Thursday, February 03, 2005

Genre Boundaries: Is there such a thing as SF fancy?: John Parke, The Moon Ship (New York: Pantheon Books, 1958).

This book shouldn’t be here at all. It’s a children’s play story, not sf in the way we usually think about it. The entire thing is pretend, but written with the utter seriousness and acceptance children bring to “let’s pretend”.

Chris’s mother tells him to go outside “Go take a walk with the Man in the Moon” (9) so he does.

Chris goes into the barn and starts turning the barn into a space ship. He’s joined by his friend Bruce, and they build their ship/barn and take off for the moon. Space suits are made from raincoats.

They get to the moon, walk out and around, and come home. Neighbours come over and they invite them into their ship for a second trip.

It is, of course, absolutely a fancy, a child’s game, but I have to include it for two reasons:

1. Parke is utterly methodical. Everything the boys do recreates the real thing. It isn’t that they make the ship, they don’t, but if a ship needs a radar, they find something to represent the radar. The match is perfect and a lot is said about rocketry, space ships and the moon in the process.

2. Parke handles his materials beautifully. What the book reminds me of is the Spaceman Spiff cartoons in Calvin and Hobbes. The children don’t say “let’s pretend” because they know. They don’t create a radar and then look out of the door because they know that you can’t see out of spaceships. Parke has depicted the closed world of a true fantasy game brilliantly and he plays it right to the end. Even in the closing lines Chris is holding in his head the dual world of the “real” trip to the Moon, and the awareness that he was “only” playing.

I’ll need to come back to this book. I need to consider carefully the way in which Parke has written. But if in the meantime the Minstry of Whimsy Press wants to start a children's line, this would be pefect.

4 Comments:

Anonymous Anonymous said...

There is an illustrated children's book you must read, though I don't know if it was ever translated to English. In my home country Sweden, the writer/artist Bertil Almqvist published a whole series of books about a Swedish Stone Age family, "Familjen Hedenhös".
• • • • • • •
_STATED PROBLEM A_:
In the Moon Ship review, what do the boys make their space suits from?
_STATED PROBLEM B_:
According to the Moon Ship review, why does the book belong in the discussion even though it is only a child's game? Answer in one to three sentences.
_STATED PROBLEM C_:
Please continue the Moon Ship review from its last line, carrying on the comment about the Swedish Stone Age family.
The material that follows has no connection to the Moon Ship review.

_INFORMATION SHOWN_:
• • • • • • •
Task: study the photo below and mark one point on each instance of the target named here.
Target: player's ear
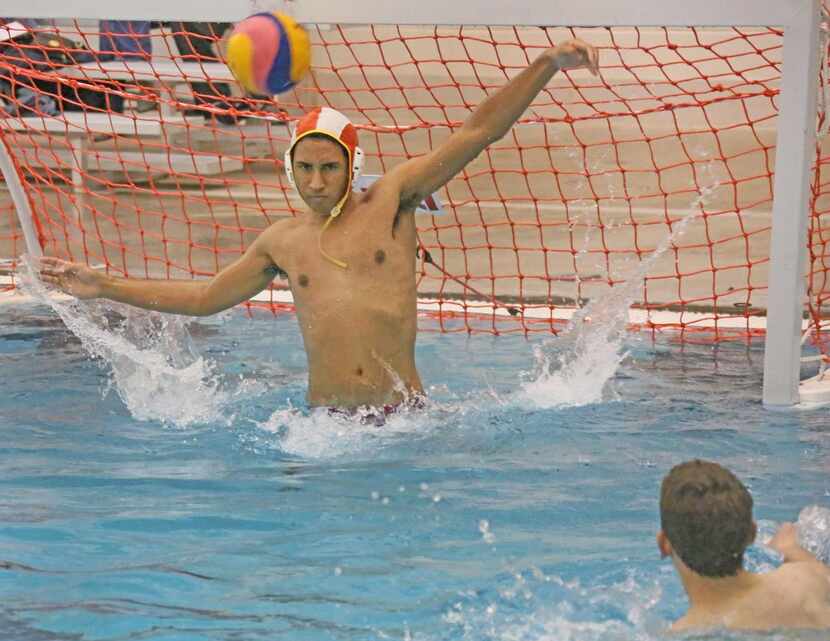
(663, 544)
• • • • • • •
_FINAL RESULT A_:
Raincoats.

_FINAL RESULT B_:
Parke is utterly methodical, so everything the boys do stands in for the real thing, and a lot is said about rocketry, spaceships and the moon along the way. Parke also handles the material beautifully, depicting the closed world of a true fantasy game and keeping it up right to the end.

_FINAL RESULT C_:
In the book "Barna Hedenhös i världsrymden"("The Hedenhös Kids In Space") the family built a nuclear-powered rocket(!) and traveled to the Mooon AND Mars! (almost 4,000 years ago!)

I kid you not: the rocket is built from the trunk of a giant tree, the "Ur-anium" fuel is a gift from American Indians, and the space suits are made of... you'll just have to read it, it's very tongue-in-cheek.

The whole enterprise is depicted as a "tall tale" and full of satirical touches (the Martians look and live like modern people, Mars is full of cats, the visiting Stone Age family become traveling circus freaks...). Obviously, the humor appealed to adults as well as children.

-A.R.Yngve
http://yngve.bravehost.com

2:08 AM  
Blogger JeffV said...

Sounds fascinating. Although I should note that the whole point of Ministry of *Whimsy* is that we don't publish whimsy; see: Orwell. Although that didn't stop one school from ordering Stepan Chapman's The Troika for its kids (*shudder*).

So--as opposed to the book you reviewed much earlier (Ember? City of Embers?), this one works for you because it believes so utterly in its premise. And the other only does this intermittently? (I realize one is for older kids and one is for younger, so...)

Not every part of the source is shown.